Task to complete — Return each line of the material below that contains the string "chair", copied in full. Treat the match as case-sensitive.

* begin Dataset records *

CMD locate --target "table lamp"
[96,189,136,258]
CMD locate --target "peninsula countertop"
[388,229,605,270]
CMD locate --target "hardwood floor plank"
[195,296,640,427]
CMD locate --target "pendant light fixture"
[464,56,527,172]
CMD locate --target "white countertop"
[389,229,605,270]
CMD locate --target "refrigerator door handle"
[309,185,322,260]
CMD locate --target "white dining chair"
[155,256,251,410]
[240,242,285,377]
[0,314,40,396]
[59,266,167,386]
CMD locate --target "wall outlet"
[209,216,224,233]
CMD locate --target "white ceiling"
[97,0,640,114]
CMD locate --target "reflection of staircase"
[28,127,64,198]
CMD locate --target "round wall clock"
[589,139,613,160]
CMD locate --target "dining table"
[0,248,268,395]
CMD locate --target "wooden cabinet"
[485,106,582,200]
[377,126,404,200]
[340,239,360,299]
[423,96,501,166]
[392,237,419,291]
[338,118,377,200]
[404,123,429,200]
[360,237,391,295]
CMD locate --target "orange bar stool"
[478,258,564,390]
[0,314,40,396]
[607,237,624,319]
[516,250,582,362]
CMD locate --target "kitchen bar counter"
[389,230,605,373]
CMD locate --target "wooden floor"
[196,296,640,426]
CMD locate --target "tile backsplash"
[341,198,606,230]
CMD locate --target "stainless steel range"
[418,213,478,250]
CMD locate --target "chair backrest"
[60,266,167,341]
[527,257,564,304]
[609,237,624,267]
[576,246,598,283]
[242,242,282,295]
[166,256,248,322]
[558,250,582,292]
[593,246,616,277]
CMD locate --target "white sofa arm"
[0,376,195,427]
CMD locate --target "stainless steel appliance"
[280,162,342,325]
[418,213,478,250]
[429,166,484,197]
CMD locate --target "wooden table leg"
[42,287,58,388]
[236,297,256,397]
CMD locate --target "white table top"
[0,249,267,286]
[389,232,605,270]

* end Dataset records *
* begin Dataset records *

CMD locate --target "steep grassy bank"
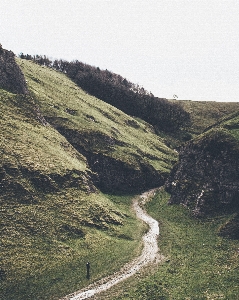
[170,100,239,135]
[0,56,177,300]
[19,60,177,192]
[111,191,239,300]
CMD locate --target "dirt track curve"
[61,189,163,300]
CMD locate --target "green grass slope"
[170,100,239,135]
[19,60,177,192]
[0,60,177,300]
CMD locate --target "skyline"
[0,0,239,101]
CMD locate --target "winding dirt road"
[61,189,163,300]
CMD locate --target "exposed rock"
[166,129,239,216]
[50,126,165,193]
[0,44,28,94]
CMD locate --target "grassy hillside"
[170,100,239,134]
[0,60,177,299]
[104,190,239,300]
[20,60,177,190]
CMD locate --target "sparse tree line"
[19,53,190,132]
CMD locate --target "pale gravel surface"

* end Dataset records *

Answer to the task —
CMD locate --target "white dining chair"
CMD locate --target "chair backrest"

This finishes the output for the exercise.